Given request | All lines below must be repeated exactly, with the pictures omitted.
** start of Dataset content **
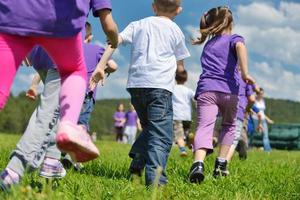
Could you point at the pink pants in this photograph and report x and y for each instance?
(67, 53)
(209, 104)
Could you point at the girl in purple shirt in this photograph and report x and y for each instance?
(218, 88)
(54, 25)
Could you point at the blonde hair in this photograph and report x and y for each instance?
(213, 23)
(167, 6)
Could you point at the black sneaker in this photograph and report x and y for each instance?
(137, 166)
(197, 173)
(220, 169)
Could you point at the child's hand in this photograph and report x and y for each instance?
(98, 76)
(248, 79)
(32, 93)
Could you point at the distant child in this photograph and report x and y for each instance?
(158, 50)
(218, 88)
(246, 100)
(132, 125)
(119, 117)
(25, 24)
(182, 108)
(37, 146)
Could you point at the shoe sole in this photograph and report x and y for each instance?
(77, 152)
(196, 178)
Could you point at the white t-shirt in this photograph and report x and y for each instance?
(182, 103)
(261, 105)
(157, 45)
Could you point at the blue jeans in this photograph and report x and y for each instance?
(86, 111)
(266, 141)
(151, 149)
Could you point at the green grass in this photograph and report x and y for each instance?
(262, 176)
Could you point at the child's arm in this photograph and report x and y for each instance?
(32, 92)
(243, 62)
(99, 73)
(180, 66)
(109, 26)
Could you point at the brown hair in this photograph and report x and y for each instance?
(214, 22)
(88, 30)
(181, 77)
(167, 6)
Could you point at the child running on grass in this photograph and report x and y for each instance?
(182, 108)
(54, 25)
(218, 88)
(120, 119)
(158, 50)
(37, 144)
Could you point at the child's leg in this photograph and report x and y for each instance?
(31, 148)
(13, 50)
(207, 111)
(160, 133)
(68, 55)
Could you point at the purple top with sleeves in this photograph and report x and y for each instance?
(245, 91)
(219, 63)
(131, 118)
(52, 18)
(118, 117)
(92, 55)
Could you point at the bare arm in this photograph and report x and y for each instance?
(109, 26)
(243, 62)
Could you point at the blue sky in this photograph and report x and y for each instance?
(271, 30)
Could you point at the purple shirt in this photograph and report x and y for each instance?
(219, 63)
(52, 18)
(118, 117)
(131, 118)
(245, 91)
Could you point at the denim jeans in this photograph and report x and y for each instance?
(151, 149)
(266, 141)
(86, 111)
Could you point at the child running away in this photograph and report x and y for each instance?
(182, 108)
(158, 50)
(218, 88)
(60, 36)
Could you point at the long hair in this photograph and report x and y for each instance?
(213, 23)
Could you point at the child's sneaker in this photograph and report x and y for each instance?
(197, 172)
(7, 179)
(52, 170)
(74, 140)
(220, 168)
(183, 152)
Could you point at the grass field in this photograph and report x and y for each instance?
(262, 176)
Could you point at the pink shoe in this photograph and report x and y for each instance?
(74, 140)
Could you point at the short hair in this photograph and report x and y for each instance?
(167, 5)
(88, 29)
(181, 77)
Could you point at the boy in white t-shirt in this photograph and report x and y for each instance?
(182, 108)
(158, 50)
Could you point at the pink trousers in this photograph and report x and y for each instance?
(209, 104)
(67, 53)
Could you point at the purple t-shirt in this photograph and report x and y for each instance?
(219, 64)
(92, 55)
(52, 18)
(118, 117)
(131, 118)
(245, 91)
** end of Dataset content **
Answer to this problem |
Could you point at the pink pants in this photograph and report x and y for each instance?
(67, 53)
(209, 104)
Could you point at the girl in purple shirt in this photograph and report x and y for each instance?
(218, 88)
(54, 25)
Could you point at the blonde hair in this photograph and report x and y for each instance?
(213, 23)
(167, 6)
Could you point at the black sneaker in this photograph and report x and y for each instance?
(137, 166)
(197, 173)
(220, 169)
Could you point at the child's hand in this photograph and report x and y for each instance?
(98, 76)
(248, 79)
(32, 93)
Could you point at the distant child in this photograph and report x and y for each instance?
(158, 50)
(218, 88)
(246, 100)
(132, 125)
(119, 117)
(25, 24)
(182, 108)
(37, 146)
Could you point at the shoe sole in this photograph and report x and y for each instance?
(77, 152)
(196, 178)
Could you point at the white t-shirt in this photograph and report x and y for each instance?
(182, 103)
(261, 105)
(157, 45)
Could you point at the blue jeans in this photograph and report x and y for each instance?
(86, 111)
(266, 141)
(151, 149)
Could you point at the green grass in this photograph and report x and y for each instance?
(262, 176)
Could you point at the child's arm in this photograph and report x and y for each instance?
(32, 92)
(243, 62)
(99, 73)
(180, 66)
(109, 26)
Could you point at the brown hair in this photograph and report x and y for each instance?
(214, 22)
(88, 30)
(181, 77)
(167, 6)
Could you point at the child running on grass in this photograph and report x and y for each instance?
(182, 108)
(54, 25)
(218, 88)
(120, 119)
(158, 50)
(37, 144)
Could you point at the child's leg in this photograph and report x and y for each instance?
(31, 148)
(13, 50)
(207, 111)
(160, 133)
(68, 55)
Could you point at the purple top with sleeves in this photograph and report x and y for each instance?
(245, 91)
(219, 63)
(131, 118)
(52, 18)
(118, 117)
(92, 55)
Could you point at the bare arm in this photograph and report x and y for each instance?
(109, 26)
(243, 62)
Could you point at the blue sky in this photograph and report x and y for each instance?
(271, 30)
Could you point at the purple shirt in this photograph and report x and y for each instance?
(219, 63)
(52, 18)
(118, 117)
(131, 118)
(245, 91)
Could you point at the denim jeans in this photograph and report x and y for each instance?
(151, 149)
(266, 141)
(86, 111)
Could you point at the child running away in this photograph and report x and y for each instance?
(182, 108)
(158, 50)
(218, 88)
(60, 36)
Could you point at the long hair in this photograph and report x and y for each instance?
(213, 23)
Could you point at the child's sneaker in this photograph and report x and y for each instance?
(197, 172)
(7, 179)
(52, 170)
(74, 140)
(220, 168)
(183, 152)
Could you point at the grass field in this photograph and report x and y for each instance?
(262, 176)
Could you point at the pink shoe in this photograph and report x and y for each instance?
(74, 140)
Could you point at the short hair in this photograph and report x and y for each instance?
(167, 5)
(88, 29)
(181, 77)
Could you point at the boy in white t-shirt in this photograph and report x and y for each instance?
(182, 108)
(158, 50)
Could you point at the pink trousers in this photograph and report x and y for each instance?
(209, 104)
(67, 53)
Could you point at the purple t-shirt in this photograph and report x and y for each instance?
(219, 64)
(92, 55)
(52, 18)
(118, 117)
(131, 118)
(245, 91)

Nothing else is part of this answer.